■ WHAT IS NEEDED ■
Could you give the records below as a JSON list of strings, one string per line, with any blank lines left out?

■ DATA EXCERPTS ■
■ ■ ■ ■ ■
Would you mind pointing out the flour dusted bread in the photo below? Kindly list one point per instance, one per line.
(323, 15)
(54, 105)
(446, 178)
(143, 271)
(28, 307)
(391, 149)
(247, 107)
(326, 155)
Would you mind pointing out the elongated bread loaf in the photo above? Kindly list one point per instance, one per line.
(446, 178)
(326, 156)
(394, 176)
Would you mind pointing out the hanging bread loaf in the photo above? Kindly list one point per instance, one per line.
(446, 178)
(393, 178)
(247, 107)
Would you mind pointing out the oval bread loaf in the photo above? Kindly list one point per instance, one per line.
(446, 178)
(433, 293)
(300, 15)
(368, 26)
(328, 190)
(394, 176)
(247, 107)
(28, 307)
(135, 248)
■ ■ ■ ■ ■
■ TASK SOLUTION ■
[
  "Would you mind pointing out the flour dusted bread in the photo below? Kindly list one point per instance, one per line.",
  "(323, 15)",
  "(54, 105)",
  "(446, 178)",
  "(143, 271)",
  "(28, 307)",
  "(391, 149)",
  "(247, 107)",
  "(326, 155)",
  "Would you mind pointing out the elongated bread loaf in the photo above? Kindly list one point per instance, one per line.",
  "(446, 178)",
  "(326, 156)",
  "(394, 176)",
  "Would you mind pointing out the hanging bread loaf in the photo above? Kindly list one point per instance, one per line.",
  "(446, 178)",
  "(393, 178)",
  "(247, 107)",
  "Would you mind pointing out the oval bread loaf in the photo above? Kindly list one point per instance, one per line.",
  "(446, 178)",
  "(433, 293)",
  "(300, 15)",
  "(368, 26)",
  "(328, 190)",
  "(394, 176)",
  "(247, 107)",
  "(28, 307)",
  "(135, 248)"
]